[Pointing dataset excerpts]
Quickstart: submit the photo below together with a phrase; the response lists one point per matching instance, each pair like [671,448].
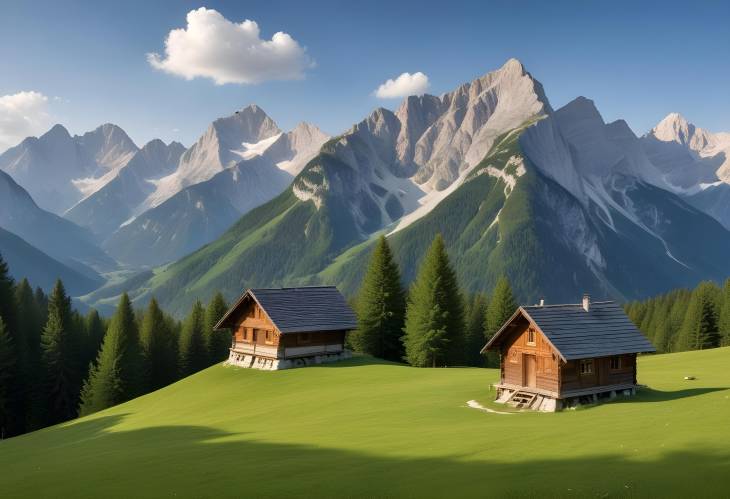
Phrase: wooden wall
[602,374]
[253,318]
[513,358]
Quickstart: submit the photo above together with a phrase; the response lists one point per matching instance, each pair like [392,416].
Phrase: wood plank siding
[516,359]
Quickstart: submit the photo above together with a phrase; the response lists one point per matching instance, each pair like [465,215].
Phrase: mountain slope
[58,170]
[25,261]
[694,161]
[376,430]
[201,212]
[688,155]
[116,202]
[55,236]
[562,203]
[510,217]
[226,142]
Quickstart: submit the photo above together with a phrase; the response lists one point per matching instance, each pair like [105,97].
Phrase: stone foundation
[544,403]
[249,361]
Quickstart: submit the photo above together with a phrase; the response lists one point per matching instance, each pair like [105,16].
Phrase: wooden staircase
[521,400]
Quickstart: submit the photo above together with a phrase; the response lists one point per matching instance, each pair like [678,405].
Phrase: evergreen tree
[501,307]
[159,348]
[41,303]
[219,342]
[59,359]
[7,298]
[475,316]
[193,352]
[434,322]
[7,377]
[94,328]
[380,307]
[116,376]
[28,354]
[724,322]
[699,329]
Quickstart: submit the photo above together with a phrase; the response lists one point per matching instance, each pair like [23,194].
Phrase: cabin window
[547,365]
[531,336]
[586,366]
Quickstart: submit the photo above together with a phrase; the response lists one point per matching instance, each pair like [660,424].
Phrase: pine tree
[193,352]
[219,342]
[116,376]
[475,316]
[94,328]
[501,307]
[41,303]
[434,322]
[699,329]
[159,348]
[7,298]
[28,353]
[724,322]
[59,359]
[7,377]
[380,307]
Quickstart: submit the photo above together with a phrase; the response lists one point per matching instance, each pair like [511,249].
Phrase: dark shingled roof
[602,331]
[297,310]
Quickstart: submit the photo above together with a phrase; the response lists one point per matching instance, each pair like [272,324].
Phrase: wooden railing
[255,349]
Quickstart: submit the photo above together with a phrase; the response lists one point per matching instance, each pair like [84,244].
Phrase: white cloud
[21,115]
[211,46]
[406,84]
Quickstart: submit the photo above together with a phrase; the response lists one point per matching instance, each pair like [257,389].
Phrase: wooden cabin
[557,356]
[288,327]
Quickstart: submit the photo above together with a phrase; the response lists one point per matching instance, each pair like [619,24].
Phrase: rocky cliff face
[58,170]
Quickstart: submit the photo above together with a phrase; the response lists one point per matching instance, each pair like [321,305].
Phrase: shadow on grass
[651,395]
[94,459]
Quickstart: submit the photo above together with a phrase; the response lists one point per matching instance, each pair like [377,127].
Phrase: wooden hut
[288,327]
[560,355]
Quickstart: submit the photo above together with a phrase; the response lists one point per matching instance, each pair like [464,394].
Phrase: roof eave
[520,310]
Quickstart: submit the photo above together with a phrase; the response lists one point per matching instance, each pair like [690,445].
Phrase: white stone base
[268,364]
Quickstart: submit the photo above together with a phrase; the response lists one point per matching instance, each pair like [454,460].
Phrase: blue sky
[636,60]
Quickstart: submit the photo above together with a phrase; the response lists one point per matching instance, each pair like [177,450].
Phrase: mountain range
[557,199]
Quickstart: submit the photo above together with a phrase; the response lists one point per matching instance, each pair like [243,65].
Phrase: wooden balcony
[255,349]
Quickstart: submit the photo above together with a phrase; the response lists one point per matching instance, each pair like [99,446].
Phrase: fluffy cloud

→ **WORK TO DO**:
Swap every "instance" in the lines above for "object" and give all the lines again with nothing else changed. Leave the pictures out of your answer.

→ **EXPECTED ANSWER**:
Quickstart: submit the photo below together with a phrase; the response lists one point per matching object, each pair like [671,448].
Phrase: wooden wall
[602,374]
[253,318]
[513,358]
Quickstart: submit the photo above together with a phrase; the response lists one point per matching object, each pair like [392,416].
Phrase: wood plank siding
[516,359]
Quickstart: submit the photo above together with a phrase; the response lists one point per matching object, each pair like [465,215].
Phrase: mountain slope
[58,170]
[25,261]
[694,161]
[376,430]
[201,212]
[688,155]
[116,202]
[55,236]
[562,203]
[510,217]
[226,142]
Quickstart: submit the photo above together with a phrase; the response lists one point per matching object, each pair like [105,97].
Phrase: stone foundation
[544,403]
[249,361]
Quickstart: submit the photo above together with a phrase; the response lists one point per matching object, each pair like [105,16].
Phrase: wooden staircase
[521,400]
Quickstart: submit the photo above together with a phrase; the response lists one point per matching object, each pair like [678,405].
Phrase: evergreen tree
[501,307]
[159,348]
[41,303]
[219,342]
[59,359]
[7,298]
[475,316]
[193,352]
[434,322]
[7,377]
[94,328]
[380,307]
[116,376]
[28,354]
[724,322]
[699,329]
Quickstart: submit the photo above together with a phrase; the response lists one point per matching object, each pair like [23,194].
Phrase: cabin window
[547,365]
[531,336]
[586,366]
Quickstart: submit the photo above together with a phrase; the response lists one point per matching object, each pair like [660,424].
Phrase: pine tree
[193,352]
[219,342]
[116,376]
[475,316]
[94,328]
[501,307]
[41,303]
[434,322]
[699,329]
[159,348]
[7,298]
[28,353]
[724,322]
[59,359]
[7,377]
[380,307]
Quickstart: submit the photo above together with a phrase; the response lists one point per matching object, each pair like [511,249].
Phrase: dark shingled roof
[602,331]
[297,310]
Quickstart: submit the photo above together with a phrase; the response lists one point per matching object, each pair like [272,324].
Phrase: wooden railing
[255,349]
Quickstart: submit the photo above together with a phrase; the response lists one point per matching object, each pair like [84,244].
Phrase: white cloud
[21,115]
[211,46]
[406,84]
Quickstart: submit the photo above together with a phrase; the response lists one point per matching object, each pair like [257,389].
Phrase: wooden cabin
[557,356]
[288,327]
Quickstart: submit the photo above together with a phrase; the response lists one point per matching object, each pair like [619,24].
Phrase: rocky cliff face
[58,170]
Quickstart: submit the photo above together with a phrase; the response lists one point per matching object, each pair like [321,305].
Phrase: shadow on grass
[651,395]
[94,459]
Quickstart: submit the photo above together with a phrase; the response lists one point per matching object, each pair like [377,127].
Phrase: wooden hut
[288,327]
[560,355]
Quickstart: submit the photo above together with a phrase; the response lists one point per matching object, each pair like [464,394].
Phrase: roof eave
[520,310]
Quickstart: submit the photo above together with a phrase; the response lists one point per matching object, each pair like [690,445].
Phrase: white stone base
[268,364]
Quickstart: submit the photo above together with a phrase; the response lists one point per matching object, each pair like [454,460].
Phrase: blue sky
[636,60]
Quickstart: submit the photo above together with a phrase; the response lists one point per matching object, each pair like [177,450].
Phrase: mountain range
[557,199]
Quickstart: submit the photo above together with a phrase; the response lists one point per matching object, each pair like [243,65].
Phrase: wooden balcony
[255,349]
Quickstart: submit the photo above together with a phrase; the response lists one point per matching object, each pair like [99,446].
Phrase: fluffy cloud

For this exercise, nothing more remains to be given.